> _SUPPLIED TEXT_
________
Welcome to Understanding Link Analysis. The purpose of my site is to discuss the methods behind leveraging visual analytics to discover answers and patterns buried within data sets.

Visual analytics provides a proactive response to threats and risks by holistically examining information. As opposed to traditional data mining, by visualizing information, patterns of activity that run contrary to normal activity surface within very few occurances.

We can dive into thousands of insurance fraud claims to discover clusters of interrelated parties involved in a staged accident ring.

We can examine months of burglary reports to find a pattern leading back to a suspect.

With the new generation of visualization software our team is developing, we can dive into massive data sets and visually find new trends, patterns and threats that would take hours or days using conventional data mining.

The eye processes information much more rapidly when information is presented as images, this has been true since children started learning to read. As our instinct develops over time so does our ability to process complex concepts through visual identification. This is the power of visual analysis that I focus on in my site.
________
> _EXTRACTED INFORMATION_
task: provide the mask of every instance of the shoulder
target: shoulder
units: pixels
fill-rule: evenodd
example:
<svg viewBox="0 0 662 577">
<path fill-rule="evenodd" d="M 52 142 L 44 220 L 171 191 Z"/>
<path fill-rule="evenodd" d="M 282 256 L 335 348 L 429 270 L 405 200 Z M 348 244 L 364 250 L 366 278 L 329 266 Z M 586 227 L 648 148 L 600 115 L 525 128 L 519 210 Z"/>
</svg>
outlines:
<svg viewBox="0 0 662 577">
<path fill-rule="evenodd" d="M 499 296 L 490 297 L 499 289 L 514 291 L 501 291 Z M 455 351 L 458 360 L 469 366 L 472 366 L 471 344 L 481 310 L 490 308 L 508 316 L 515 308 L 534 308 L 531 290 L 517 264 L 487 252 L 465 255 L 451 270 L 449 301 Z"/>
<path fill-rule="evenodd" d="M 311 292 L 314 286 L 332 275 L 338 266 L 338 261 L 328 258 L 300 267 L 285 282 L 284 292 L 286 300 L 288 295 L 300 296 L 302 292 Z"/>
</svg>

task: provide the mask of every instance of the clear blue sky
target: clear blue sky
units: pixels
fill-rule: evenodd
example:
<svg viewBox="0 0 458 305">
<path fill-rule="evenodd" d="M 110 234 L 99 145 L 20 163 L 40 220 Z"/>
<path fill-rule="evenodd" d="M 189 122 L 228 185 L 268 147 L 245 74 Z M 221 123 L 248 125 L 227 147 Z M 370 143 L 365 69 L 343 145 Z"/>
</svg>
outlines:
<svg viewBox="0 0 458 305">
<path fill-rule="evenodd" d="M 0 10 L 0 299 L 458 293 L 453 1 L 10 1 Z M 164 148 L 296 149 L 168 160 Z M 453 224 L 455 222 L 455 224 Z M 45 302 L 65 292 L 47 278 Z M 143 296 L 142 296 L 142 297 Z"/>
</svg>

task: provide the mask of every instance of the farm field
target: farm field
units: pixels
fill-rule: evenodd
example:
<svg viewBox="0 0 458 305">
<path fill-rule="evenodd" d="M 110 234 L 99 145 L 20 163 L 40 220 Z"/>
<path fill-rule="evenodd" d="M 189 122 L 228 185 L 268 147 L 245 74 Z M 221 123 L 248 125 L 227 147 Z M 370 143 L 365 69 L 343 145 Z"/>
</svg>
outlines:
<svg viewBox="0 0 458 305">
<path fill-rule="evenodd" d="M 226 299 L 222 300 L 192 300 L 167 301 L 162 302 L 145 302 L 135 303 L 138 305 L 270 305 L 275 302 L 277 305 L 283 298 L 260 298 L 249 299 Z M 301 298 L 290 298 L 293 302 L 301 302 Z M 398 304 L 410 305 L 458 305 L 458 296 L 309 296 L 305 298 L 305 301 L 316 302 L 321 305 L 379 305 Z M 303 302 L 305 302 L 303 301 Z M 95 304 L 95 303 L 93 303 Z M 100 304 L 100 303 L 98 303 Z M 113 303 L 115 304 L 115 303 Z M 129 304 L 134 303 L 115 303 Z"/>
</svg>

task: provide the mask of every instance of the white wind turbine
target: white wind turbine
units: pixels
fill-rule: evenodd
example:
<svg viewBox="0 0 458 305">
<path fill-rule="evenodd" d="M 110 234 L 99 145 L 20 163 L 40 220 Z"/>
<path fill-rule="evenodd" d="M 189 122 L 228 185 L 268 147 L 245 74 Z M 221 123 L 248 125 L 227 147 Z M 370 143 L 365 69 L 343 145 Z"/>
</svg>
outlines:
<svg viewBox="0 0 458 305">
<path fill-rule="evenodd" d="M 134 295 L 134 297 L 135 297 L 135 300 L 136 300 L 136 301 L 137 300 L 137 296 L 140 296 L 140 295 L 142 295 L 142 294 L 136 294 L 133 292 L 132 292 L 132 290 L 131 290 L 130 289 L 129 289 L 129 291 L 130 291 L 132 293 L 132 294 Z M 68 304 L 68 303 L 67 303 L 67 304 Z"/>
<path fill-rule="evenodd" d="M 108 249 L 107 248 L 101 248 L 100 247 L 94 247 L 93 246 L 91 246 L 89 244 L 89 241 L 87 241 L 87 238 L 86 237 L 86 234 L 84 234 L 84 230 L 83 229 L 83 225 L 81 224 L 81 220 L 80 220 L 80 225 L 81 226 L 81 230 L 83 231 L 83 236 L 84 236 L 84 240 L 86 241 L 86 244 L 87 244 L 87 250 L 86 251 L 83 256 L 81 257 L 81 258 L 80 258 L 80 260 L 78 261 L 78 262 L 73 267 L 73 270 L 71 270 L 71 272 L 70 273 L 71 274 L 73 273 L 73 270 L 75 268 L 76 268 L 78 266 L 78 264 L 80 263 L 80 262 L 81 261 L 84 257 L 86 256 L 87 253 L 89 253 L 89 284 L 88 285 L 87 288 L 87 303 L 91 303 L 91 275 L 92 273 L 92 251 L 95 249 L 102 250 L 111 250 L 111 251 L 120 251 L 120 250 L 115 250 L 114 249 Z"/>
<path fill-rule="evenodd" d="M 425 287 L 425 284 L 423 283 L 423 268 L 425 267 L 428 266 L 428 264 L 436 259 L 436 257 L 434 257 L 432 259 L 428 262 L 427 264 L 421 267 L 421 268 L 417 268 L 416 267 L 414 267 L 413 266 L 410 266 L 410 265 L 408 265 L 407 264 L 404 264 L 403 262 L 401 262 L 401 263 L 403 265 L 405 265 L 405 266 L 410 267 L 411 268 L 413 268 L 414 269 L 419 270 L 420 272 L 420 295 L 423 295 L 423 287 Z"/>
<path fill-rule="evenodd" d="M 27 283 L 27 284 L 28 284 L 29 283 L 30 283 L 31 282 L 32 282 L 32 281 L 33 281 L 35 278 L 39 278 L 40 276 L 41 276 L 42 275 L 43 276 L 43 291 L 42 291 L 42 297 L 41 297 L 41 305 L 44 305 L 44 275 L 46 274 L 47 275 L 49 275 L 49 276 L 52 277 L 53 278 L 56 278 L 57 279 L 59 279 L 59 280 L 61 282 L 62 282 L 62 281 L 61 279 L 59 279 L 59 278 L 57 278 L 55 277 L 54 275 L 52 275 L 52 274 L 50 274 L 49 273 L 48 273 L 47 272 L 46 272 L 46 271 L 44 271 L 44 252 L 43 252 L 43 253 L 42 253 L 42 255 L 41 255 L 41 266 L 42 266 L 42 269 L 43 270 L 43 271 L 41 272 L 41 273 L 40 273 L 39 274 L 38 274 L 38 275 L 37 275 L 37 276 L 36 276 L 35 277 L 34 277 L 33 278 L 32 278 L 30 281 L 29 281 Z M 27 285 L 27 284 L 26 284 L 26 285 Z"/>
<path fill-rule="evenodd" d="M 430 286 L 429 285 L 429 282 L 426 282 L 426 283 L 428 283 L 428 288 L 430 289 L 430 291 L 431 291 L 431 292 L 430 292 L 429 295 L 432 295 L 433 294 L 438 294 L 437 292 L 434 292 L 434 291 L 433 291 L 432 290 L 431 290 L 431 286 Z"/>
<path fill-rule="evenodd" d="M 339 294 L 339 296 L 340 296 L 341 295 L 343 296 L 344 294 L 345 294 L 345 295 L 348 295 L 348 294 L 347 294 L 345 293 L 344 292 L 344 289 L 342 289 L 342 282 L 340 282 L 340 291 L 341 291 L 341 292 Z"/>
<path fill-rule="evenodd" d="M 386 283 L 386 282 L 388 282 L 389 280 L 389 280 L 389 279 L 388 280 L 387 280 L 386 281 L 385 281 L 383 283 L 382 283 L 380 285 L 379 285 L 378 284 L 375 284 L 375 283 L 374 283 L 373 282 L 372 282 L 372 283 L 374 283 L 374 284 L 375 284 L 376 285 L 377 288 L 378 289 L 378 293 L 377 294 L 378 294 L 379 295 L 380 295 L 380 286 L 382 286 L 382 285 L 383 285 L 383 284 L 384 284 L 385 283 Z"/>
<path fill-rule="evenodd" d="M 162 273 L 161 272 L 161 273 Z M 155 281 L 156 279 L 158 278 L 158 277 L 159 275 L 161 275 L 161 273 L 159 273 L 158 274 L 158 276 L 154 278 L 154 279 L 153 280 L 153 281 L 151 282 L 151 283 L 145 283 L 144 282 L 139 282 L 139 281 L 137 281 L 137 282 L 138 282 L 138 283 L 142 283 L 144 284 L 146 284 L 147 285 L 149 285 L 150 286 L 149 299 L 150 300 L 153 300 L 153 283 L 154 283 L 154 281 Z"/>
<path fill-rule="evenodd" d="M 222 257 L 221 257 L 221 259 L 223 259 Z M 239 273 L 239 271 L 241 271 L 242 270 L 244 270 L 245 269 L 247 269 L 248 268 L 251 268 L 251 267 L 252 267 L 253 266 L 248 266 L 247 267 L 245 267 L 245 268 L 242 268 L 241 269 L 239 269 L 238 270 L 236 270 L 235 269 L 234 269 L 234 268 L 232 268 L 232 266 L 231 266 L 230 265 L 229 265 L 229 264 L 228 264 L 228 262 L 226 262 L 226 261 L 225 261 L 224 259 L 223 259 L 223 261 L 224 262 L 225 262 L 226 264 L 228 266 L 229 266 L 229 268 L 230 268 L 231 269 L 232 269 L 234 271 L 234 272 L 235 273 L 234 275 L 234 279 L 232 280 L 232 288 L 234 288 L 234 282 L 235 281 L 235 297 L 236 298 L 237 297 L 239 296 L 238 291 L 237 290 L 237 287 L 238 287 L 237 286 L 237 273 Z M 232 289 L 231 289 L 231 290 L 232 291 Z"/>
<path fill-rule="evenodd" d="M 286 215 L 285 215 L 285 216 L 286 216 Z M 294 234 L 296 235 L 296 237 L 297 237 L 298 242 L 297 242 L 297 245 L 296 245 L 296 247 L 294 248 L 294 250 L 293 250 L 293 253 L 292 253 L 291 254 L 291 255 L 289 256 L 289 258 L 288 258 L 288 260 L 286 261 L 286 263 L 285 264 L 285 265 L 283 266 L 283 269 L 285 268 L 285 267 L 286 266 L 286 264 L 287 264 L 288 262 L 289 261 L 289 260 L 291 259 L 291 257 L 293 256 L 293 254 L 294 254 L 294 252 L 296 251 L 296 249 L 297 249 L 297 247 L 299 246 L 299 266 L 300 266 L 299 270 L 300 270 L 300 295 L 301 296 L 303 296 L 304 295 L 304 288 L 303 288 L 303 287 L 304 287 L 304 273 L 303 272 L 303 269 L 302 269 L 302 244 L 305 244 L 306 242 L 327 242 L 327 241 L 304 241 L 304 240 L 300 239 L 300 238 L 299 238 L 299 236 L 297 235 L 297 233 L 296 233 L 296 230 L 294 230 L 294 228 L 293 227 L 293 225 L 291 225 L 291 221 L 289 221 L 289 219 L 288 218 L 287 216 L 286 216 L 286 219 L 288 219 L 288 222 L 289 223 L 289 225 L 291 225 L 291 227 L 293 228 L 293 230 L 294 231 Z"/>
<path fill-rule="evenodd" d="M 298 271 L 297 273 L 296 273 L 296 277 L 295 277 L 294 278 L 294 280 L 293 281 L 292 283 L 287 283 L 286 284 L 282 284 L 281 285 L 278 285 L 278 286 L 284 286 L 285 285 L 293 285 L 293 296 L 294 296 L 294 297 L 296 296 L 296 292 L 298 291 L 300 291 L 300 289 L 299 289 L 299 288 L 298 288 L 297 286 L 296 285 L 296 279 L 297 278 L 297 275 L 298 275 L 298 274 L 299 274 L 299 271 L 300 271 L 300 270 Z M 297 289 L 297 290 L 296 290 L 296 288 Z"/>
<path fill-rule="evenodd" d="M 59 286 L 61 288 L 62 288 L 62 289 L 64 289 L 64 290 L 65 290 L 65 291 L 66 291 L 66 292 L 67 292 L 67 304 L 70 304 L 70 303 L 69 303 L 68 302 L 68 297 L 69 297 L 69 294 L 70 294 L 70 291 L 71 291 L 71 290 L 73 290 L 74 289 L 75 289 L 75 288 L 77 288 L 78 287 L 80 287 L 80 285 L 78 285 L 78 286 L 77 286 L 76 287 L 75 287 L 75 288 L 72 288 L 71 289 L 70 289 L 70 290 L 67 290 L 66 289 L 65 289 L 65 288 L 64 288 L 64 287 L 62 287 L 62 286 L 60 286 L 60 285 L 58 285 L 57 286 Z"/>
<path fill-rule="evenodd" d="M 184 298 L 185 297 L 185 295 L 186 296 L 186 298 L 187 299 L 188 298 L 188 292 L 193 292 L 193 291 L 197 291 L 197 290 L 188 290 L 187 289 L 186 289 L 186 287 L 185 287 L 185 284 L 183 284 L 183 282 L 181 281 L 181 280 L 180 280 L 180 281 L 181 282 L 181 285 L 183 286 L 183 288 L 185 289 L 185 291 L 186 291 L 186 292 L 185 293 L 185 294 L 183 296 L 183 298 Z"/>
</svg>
________
> _TO DO_
• 1. According to the link analysis page, what can the new generation of visualization software find visually in massive data sets? List every item named.
• 2. Answer these from the link analysis page:
(a) Thousands of insurance fraud claims can be examined to find clusters of interrelated parties involved in what?
(b) What can months of burglary reports reveal?
(c) How long does the page say conventional data mining would take to find what the new software finds?

> _EXPECTED OUTPUTS_
• 1.
- New trends
- Patterns
- Threats

• 2.
(a) A staged accident ring.
(b) A pattern leading back to a suspect.
(c) Hours or days.